AIM OF THE TASK: Reproduce the lines of every item with each occurrence of "rough mask" swapped for "coarse mask", leaving everything else unchanged.

[Saved data entries]
----

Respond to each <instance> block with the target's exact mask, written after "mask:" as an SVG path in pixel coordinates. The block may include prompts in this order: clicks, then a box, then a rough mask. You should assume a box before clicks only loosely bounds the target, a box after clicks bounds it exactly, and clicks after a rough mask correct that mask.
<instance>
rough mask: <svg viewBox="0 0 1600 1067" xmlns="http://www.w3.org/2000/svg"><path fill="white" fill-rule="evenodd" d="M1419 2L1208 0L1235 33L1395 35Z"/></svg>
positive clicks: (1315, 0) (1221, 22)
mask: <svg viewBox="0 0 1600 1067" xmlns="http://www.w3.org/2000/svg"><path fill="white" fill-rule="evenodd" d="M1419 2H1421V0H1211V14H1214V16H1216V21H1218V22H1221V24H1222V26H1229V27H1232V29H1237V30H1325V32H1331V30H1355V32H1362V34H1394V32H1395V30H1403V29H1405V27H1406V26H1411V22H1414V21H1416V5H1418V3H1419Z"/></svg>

----

OUTPUT FOR THIS EXERCISE:
Respond to each <instance> block with the target's exact mask, written after "mask:" as an SVG path in pixel coordinates. The block may include prompts in this order: clicks, then a box, then a coarse mask. You should assume a box before clicks only loosely bounds the target, a box after clicks bounds it exactly, and clicks after a coarse mask correct that mask.
<instance>
coarse mask: <svg viewBox="0 0 1600 1067" xmlns="http://www.w3.org/2000/svg"><path fill="white" fill-rule="evenodd" d="M1419 2L1208 0L1235 33L1395 35Z"/></svg>
positive clicks: (1315, 0) (1221, 22)
mask: <svg viewBox="0 0 1600 1067" xmlns="http://www.w3.org/2000/svg"><path fill="white" fill-rule="evenodd" d="M1419 2H1421V0H1211V14H1214V16H1216V21H1218V22H1221V24H1222V26H1229V27H1232V29H1237V30H1325V32H1331V30H1355V32H1362V34H1394V32H1395V30H1403V29H1405V27H1406V26H1411V22H1414V21H1416V5H1418V3H1419Z"/></svg>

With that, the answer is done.